**TO BE DONE**
Render the rows below as a JSON list of strings, one string per line with blank lines omitted, starting at the line that contains "flag in the image below." and ending at the line that contains "239;269;271;292". Leave the pictures out of the list.

**PROVIDED MATERIAL**

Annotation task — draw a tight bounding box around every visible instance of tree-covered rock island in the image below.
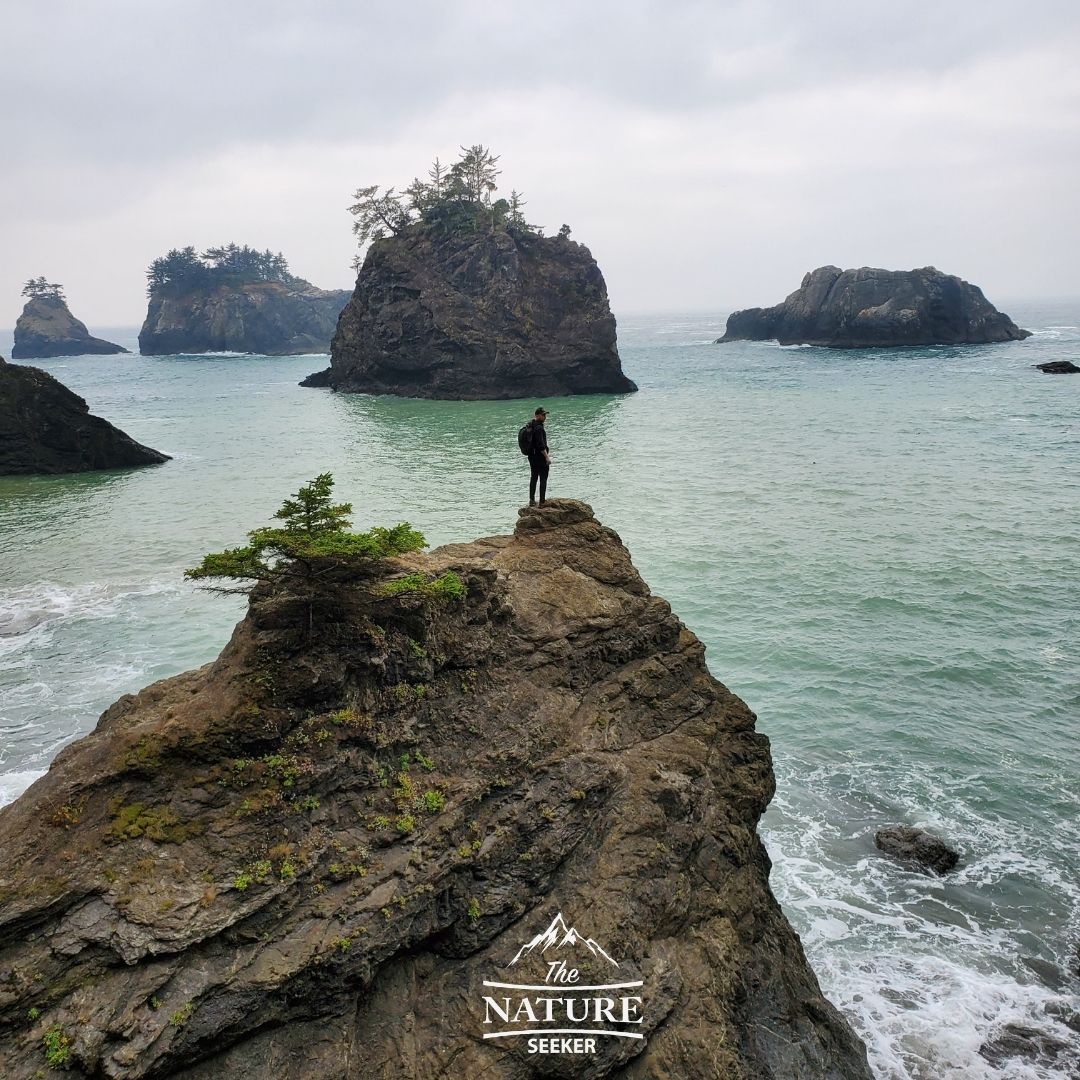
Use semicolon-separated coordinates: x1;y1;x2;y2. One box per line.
11;278;127;360
306;146;637;400
138;243;349;356
717;266;1031;349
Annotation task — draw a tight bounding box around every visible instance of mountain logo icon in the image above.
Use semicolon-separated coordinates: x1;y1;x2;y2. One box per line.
507;912;619;968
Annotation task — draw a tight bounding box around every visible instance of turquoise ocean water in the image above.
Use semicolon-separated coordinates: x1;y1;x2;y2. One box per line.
0;303;1080;1080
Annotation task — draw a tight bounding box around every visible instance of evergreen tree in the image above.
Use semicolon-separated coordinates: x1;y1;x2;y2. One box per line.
23;278;64;300
184;473;464;635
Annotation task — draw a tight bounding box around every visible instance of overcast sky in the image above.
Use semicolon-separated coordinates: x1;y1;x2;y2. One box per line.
0;0;1080;332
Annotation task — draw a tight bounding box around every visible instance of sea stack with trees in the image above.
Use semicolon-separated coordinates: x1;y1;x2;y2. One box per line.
306;145;637;399
718;266;1030;349
138;243;349;356
11;278;127;360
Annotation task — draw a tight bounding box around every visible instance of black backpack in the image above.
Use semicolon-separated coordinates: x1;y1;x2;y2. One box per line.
517;420;532;457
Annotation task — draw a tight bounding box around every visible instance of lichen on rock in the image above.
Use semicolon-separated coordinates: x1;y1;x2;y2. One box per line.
0;500;869;1080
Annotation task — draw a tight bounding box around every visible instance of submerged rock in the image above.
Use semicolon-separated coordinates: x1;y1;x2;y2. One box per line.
309;224;637;399
0;500;870;1080
874;825;960;874
0;356;168;475
138;278;349;356
978;1024;1080;1075
717;267;1030;349
11;296;127;360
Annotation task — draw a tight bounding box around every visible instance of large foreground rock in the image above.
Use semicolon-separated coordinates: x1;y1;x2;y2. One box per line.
309;225;637;399
0;356;168;475
0;500;870;1080
718;267;1030;349
138;278;349;356
11;296;127;360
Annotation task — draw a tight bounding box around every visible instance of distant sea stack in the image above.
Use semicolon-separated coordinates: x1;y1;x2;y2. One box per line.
306;147;637;400
0;357;168;476
138;244;349;356
11;278;127;360
718;267;1030;349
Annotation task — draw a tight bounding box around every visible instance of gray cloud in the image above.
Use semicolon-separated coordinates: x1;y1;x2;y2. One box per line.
0;0;1080;325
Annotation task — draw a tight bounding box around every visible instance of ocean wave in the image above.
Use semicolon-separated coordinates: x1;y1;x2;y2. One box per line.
0;769;45;807
761;756;1080;1080
0;579;180;657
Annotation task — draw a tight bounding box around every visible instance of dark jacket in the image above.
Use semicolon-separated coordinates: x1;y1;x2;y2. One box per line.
528;420;548;459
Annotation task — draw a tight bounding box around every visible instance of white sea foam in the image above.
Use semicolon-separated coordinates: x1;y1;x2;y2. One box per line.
0;769;45;807
762;761;1080;1080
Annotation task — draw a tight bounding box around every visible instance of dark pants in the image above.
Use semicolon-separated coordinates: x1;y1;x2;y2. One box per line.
529;454;551;502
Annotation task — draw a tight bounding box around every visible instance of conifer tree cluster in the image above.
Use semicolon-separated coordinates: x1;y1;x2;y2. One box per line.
146;244;296;295
23;278;64;300
349;144;552;268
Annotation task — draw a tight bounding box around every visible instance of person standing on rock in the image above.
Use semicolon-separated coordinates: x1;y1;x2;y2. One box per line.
525;407;551;507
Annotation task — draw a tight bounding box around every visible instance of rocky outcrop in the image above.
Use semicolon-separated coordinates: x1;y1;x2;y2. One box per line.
138;278;349;356
874;825;960;874
308;224;637;400
0;357;168;475
11;296;127;360
0;500;870;1080
718;267;1030;349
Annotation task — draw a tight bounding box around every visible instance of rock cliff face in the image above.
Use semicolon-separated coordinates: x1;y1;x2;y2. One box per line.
0;500;870;1080
11;296;127;360
0;356;168;475
309;225;637;400
718;267;1030;349
138;279;349;356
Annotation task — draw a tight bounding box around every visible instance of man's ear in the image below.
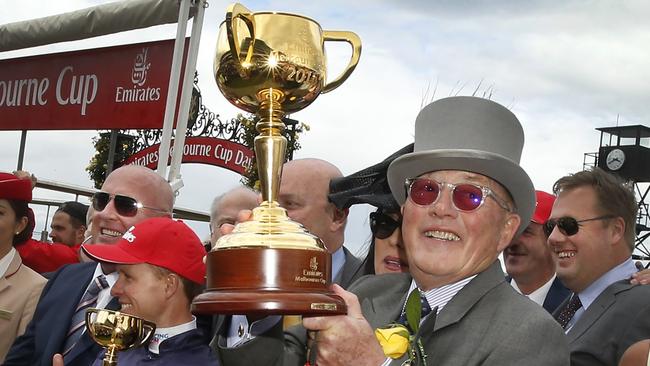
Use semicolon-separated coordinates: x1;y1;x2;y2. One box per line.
331;204;350;231
609;216;627;245
165;273;182;299
14;216;29;235
497;213;521;253
74;225;87;243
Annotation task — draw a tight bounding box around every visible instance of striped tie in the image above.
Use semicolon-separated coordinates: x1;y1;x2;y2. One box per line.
63;275;108;356
397;288;438;325
555;293;582;329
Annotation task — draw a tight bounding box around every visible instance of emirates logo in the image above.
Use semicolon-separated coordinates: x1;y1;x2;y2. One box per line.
131;48;151;86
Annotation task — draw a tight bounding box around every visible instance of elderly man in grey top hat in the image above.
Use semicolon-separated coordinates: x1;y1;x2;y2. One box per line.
214;97;569;366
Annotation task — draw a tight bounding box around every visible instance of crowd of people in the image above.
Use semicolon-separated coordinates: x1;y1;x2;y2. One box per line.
0;97;650;366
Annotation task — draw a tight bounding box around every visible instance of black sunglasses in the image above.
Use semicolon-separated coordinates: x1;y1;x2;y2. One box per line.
92;192;169;217
370;212;402;239
544;215;616;237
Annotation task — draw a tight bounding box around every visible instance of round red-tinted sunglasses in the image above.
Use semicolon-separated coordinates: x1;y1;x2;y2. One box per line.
405;178;511;212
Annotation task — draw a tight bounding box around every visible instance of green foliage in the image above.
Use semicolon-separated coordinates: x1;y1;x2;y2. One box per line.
86;132;133;189
235;114;309;191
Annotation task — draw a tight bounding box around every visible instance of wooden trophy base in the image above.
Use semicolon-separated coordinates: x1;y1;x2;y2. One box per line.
192;247;347;316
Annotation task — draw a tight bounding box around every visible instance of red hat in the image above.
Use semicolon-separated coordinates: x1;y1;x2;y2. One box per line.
0;173;32;202
82;217;206;284
530;191;555;225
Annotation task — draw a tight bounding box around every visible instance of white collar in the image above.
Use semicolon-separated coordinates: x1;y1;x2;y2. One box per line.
149;315;196;354
0;247;16;277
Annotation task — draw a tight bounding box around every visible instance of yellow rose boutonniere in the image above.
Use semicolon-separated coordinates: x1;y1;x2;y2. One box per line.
375;324;410;359
375;289;428;366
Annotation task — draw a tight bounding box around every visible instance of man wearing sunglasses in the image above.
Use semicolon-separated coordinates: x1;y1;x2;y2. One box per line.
4;165;174;366
213;97;569;366
545;168;650;366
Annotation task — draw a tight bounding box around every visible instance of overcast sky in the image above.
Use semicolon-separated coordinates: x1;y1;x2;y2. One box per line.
0;0;650;254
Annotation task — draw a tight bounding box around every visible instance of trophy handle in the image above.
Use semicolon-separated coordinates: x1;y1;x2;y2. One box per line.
226;3;255;78
321;31;361;93
86;308;99;340
134;320;156;347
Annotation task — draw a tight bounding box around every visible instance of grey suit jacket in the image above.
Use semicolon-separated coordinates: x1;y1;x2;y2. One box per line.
213;261;569;366
558;280;650;366
332;247;367;288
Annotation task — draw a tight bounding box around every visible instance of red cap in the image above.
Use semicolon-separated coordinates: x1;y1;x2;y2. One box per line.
82;217;206;284
530;191;555;225
0;173;32;202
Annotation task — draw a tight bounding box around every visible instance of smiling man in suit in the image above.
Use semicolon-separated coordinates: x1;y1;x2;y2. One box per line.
503;191;571;313
545;168;650;366
217;97;569;366
4;165;173;366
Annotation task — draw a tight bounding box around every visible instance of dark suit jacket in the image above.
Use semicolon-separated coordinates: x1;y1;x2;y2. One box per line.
213;261;569;366
542;277;571;314
4;262;119;366
561;279;650;366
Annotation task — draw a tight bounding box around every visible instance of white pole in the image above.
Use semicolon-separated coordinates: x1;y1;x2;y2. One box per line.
167;0;205;192
156;0;191;178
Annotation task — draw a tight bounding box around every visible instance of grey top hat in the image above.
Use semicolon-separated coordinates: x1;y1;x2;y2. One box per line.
388;97;535;234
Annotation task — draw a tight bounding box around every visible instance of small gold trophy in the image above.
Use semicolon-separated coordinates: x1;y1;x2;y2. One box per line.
192;4;361;315
86;308;156;366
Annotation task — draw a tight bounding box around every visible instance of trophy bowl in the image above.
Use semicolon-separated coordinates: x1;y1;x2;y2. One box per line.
192;4;361;315
86;308;156;366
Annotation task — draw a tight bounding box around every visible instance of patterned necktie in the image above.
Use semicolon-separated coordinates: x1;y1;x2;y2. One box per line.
63;275;108;356
555;293;582;329
397;288;431;325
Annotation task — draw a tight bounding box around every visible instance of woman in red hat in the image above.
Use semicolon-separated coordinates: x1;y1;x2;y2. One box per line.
0;173;46;363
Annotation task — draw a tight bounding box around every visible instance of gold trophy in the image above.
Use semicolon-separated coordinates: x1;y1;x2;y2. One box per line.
192;4;361;315
86;308;156;366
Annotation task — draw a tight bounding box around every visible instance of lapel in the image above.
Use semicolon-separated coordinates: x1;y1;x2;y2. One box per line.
542;277;571;314
60;263;112;365
361;274;411;329
420;260;505;339
0;252;23;293
567;280;635;343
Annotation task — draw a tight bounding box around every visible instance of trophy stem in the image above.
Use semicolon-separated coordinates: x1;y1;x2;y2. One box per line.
255;88;287;207
102;345;117;366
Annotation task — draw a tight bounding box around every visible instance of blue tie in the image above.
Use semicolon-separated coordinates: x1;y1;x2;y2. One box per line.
397;288;431;325
63;275;108;356
555;293;582;329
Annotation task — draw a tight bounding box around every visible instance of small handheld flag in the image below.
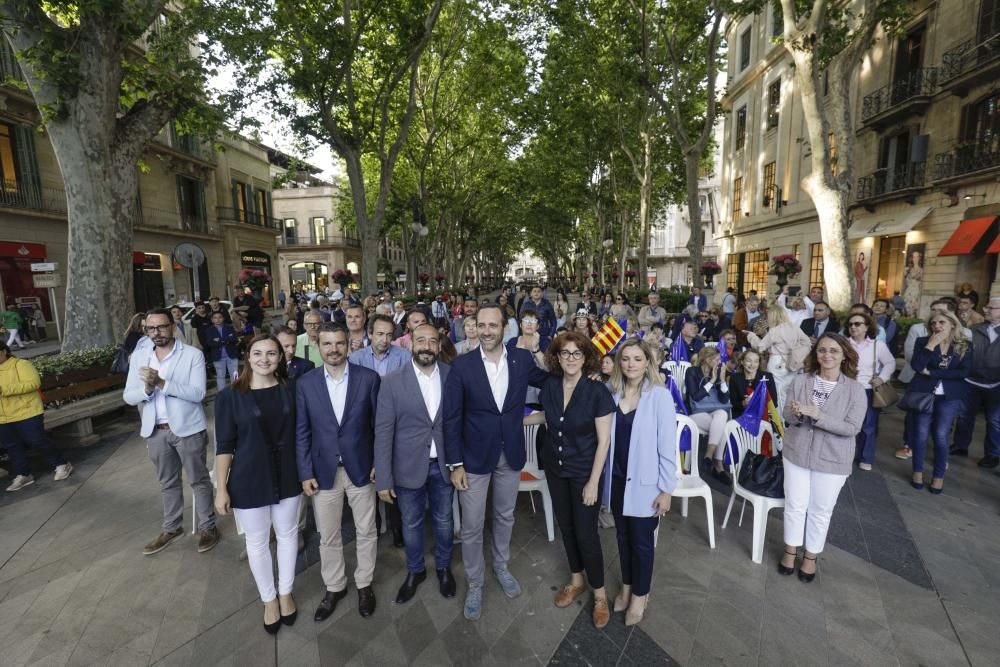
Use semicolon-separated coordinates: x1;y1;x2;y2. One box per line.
590;317;625;357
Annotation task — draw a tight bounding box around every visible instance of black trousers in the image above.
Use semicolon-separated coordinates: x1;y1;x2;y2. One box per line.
611;478;660;595
545;473;604;588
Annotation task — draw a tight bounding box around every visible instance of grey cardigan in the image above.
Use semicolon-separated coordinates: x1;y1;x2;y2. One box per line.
782;373;868;475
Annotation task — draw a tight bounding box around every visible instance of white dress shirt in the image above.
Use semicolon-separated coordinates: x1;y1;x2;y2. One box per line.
323;364;349;425
479;345;510;412
410;362;441;459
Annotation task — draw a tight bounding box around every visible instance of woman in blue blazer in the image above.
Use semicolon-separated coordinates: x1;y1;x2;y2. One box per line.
907;310;972;494
604;338;677;625
215;334;302;634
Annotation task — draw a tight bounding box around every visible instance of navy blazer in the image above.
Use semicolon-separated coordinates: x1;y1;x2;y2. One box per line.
444;348;549;475
910;336;973;401
201;324;240;361
295;363;380;491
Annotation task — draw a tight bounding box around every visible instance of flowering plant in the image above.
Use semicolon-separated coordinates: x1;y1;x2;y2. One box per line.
771;255;802;278
701;260;722;276
239;269;271;292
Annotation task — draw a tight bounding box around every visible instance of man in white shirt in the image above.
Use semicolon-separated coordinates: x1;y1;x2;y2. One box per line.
375;324;456;604
122;308;219;556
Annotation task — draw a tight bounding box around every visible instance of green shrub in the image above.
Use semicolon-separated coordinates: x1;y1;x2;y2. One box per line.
31;345;117;377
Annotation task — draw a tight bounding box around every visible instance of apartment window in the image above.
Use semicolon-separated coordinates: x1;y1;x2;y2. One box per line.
736;104;747;151
733;176;743;222
740;26;753;72
809;243;826;289
767;79;781;130
310;218;327;243
764;162;777;208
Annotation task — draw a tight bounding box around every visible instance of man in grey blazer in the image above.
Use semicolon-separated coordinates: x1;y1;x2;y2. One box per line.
375;324;455;604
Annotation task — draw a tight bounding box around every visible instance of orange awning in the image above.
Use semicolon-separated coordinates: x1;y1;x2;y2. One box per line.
938;216;998;257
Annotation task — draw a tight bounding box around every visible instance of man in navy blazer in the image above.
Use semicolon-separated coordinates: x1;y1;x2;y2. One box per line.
295;322;379;621
375;324;455;604
444;304;548;620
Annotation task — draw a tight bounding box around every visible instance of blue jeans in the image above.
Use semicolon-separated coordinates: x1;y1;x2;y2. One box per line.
910;396;965;479
0;415;66;477
212;357;240;391
955;384;1000;456
854;389;882;464
395;461;455;574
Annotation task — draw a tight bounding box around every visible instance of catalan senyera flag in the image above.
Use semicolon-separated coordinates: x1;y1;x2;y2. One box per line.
590;317;625;357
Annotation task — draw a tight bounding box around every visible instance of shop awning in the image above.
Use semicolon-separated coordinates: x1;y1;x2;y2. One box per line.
847;206;931;240
938;215;996;257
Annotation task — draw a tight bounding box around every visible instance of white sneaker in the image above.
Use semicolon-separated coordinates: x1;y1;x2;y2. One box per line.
7;475;35;491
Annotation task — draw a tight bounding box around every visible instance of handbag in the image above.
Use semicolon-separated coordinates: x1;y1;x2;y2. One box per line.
872;341;899;408
737;452;785;498
898;389;934;415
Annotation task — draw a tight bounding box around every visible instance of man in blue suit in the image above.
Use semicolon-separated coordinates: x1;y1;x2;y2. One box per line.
295;322;379;621
444;304;548;621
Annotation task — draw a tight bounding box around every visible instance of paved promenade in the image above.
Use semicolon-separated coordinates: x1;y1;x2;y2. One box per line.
0;410;1000;667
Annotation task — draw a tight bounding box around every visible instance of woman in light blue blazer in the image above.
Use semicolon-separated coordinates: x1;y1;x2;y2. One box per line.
604;338;677;625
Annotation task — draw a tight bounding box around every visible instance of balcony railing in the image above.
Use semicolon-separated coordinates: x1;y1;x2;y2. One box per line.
857;162;927;201
0;180;67;213
941;31;1000;83
934;134;1000;180
861;67;938;121
216;206;281;231
278;236;361;248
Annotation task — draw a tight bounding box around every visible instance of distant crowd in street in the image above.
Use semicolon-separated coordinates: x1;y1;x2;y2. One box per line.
0;276;1000;633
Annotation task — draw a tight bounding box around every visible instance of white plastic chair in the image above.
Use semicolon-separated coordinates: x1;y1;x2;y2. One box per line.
671;415;715;549
722;419;785;563
517;424;556;542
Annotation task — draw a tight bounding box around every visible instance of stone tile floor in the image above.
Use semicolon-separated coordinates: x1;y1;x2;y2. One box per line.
0;410;1000;667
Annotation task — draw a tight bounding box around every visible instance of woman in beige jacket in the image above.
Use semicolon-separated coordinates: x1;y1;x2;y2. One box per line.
778;333;868;583
743;306;811;414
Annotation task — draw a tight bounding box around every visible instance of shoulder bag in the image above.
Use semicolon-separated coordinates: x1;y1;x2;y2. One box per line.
872;340;899;408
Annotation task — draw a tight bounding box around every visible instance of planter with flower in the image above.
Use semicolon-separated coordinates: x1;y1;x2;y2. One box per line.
701;260;722;287
770;255;802;293
333;269;354;290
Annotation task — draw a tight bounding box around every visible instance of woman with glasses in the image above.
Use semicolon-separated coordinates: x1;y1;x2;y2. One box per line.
774;336;868;583
908;310;972;494
539;331;615;628
603;338;677;625
847;313;896;470
215;334;302;634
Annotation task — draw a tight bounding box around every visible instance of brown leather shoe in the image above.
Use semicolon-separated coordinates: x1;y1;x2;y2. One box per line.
555;584;584;609
594;598;611;630
142;528;184;556
198;528;219;554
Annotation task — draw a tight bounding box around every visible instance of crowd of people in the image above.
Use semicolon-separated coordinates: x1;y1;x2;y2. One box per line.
0;278;1000;633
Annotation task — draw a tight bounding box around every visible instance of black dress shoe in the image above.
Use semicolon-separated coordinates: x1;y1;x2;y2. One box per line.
438;567;455;599
358;586;375;618
978;454;1000;468
313;588;347;623
396;570;427;604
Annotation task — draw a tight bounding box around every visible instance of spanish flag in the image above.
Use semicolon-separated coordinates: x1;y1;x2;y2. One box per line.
590;317;625;357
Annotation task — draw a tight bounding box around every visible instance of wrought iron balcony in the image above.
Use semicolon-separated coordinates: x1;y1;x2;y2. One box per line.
215;206;281;231
278;235;361;248
934;135;1000;181
861;67;938;123
857;162;927;202
0;179;67;214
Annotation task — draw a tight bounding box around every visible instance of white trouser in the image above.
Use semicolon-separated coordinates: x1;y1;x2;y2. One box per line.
233;496;302;602
690;410;729;461
784;458;847;554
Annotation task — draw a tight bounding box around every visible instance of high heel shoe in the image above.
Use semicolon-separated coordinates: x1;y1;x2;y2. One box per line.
625;593;649;626
778;549;799;577
799;554;816;584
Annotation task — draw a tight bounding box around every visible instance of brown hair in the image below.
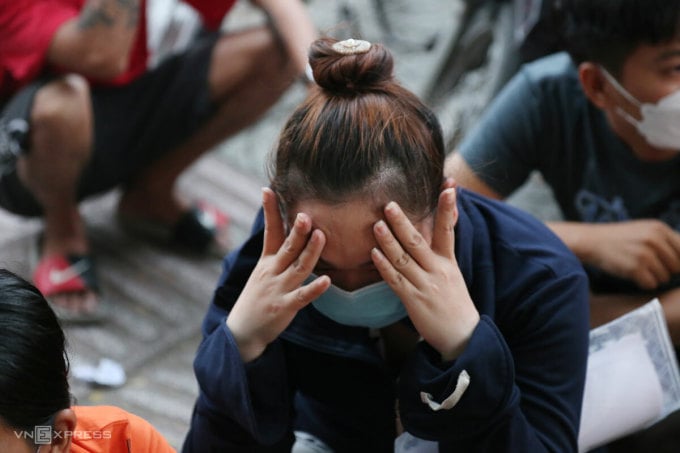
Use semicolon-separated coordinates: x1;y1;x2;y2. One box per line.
269;38;445;218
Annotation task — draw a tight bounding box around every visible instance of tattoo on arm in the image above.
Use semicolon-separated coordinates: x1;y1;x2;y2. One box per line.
78;0;140;29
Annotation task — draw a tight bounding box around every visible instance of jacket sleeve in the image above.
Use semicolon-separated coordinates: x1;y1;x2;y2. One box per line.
399;266;588;453
183;214;292;452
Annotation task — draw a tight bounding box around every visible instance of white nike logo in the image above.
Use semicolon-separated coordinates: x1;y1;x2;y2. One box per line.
48;260;90;285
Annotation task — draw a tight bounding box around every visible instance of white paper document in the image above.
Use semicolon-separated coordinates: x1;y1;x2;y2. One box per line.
579;299;680;452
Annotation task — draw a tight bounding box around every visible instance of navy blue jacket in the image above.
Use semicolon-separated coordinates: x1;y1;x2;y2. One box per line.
183;189;589;453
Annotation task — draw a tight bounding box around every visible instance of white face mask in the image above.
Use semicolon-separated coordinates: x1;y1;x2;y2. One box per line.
600;66;680;152
308;274;408;329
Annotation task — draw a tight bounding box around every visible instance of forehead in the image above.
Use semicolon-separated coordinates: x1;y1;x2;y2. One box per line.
295;199;384;269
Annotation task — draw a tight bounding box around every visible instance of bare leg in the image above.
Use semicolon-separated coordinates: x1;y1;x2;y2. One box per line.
18;75;97;311
119;27;295;225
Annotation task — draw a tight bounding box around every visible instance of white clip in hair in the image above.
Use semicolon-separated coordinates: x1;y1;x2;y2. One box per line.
333;38;371;55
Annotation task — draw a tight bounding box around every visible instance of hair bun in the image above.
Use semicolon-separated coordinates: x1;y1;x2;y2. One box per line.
309;38;394;95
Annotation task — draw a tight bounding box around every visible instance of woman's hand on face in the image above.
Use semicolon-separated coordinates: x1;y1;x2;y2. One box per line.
372;180;479;360
227;188;330;362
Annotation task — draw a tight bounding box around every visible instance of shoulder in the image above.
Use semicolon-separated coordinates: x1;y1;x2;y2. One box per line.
459;189;585;277
72;406;175;453
508;52;586;110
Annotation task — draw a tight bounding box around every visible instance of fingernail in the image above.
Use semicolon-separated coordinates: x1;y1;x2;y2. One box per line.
375;220;387;236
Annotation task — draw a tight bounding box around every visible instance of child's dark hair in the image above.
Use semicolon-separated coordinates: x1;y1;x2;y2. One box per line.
269;38;445;217
564;0;680;76
0;269;71;431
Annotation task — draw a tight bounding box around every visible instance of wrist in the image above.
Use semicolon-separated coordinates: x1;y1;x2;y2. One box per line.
226;316;267;363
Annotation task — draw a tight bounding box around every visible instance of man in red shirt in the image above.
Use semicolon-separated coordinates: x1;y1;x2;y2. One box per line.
0;0;316;321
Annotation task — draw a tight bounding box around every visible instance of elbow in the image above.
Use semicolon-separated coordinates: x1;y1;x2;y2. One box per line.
82;49;129;81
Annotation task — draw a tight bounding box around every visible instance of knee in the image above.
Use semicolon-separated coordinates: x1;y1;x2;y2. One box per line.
31;75;93;149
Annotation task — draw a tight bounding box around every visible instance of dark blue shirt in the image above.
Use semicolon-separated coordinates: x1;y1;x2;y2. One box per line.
183;189;589;453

**TASK RESULT**
[
  "Annotation task — draw a tight bounding box around every visible instance of small handheld flag in the image below.",
  "Use semicolon-separated coordinates: x1;y1;x2;y2. One box per line.",
  "590;317;625;357",
  "Annotation task — draw a tight bounding box around every visible instance of black trousers in the image above.",
  "Use semicolon-separated coordinates: x1;y1;x2;y2. One box per line.",
  "611;478;660;595",
  "545;473;604;588",
  "Annotation task — draw a tight bounding box around every visible instance of grey cardigan in the image above.",
  "Use semicolon-separated coordinates: x1;y1;x2;y2. One box per line.",
  "782;373;868;475",
  "Annotation task — draw a tight bounding box around every visible instance of white dress shirt in the image above.",
  "Use semicolon-separated coordinates: x1;y1;x2;y2. One box per line.",
  "323;364;349;425",
  "479;345;510;412",
  "410;362;441;459",
  "Annotation task — draw a tight bounding box around every visible instance of woman in blue blazer in the image above.",
  "Use semicolon-separated coordinates: x1;y1;x2;y2. One box per line.",
  "907;310;972;494",
  "604;338;677;625",
  "215;334;302;634",
  "Annotation task — draw a tight bounding box around every visible instance of navy blazer in the image above.",
  "Use semicolon-separated coordinates: x1;y1;x2;y2. One box per line.",
  "444;348;549;475",
  "910;336;973;401",
  "201;324;240;361",
  "295;363;380;491",
  "Annotation task — draw a tight bounding box around every visible instance of flowering plant in the image above.",
  "Use semicolon-separated coordinates: x1;y1;x2;y2. One box per line.",
  "771;255;802;278",
  "701;260;722;276",
  "239;269;271;292"
]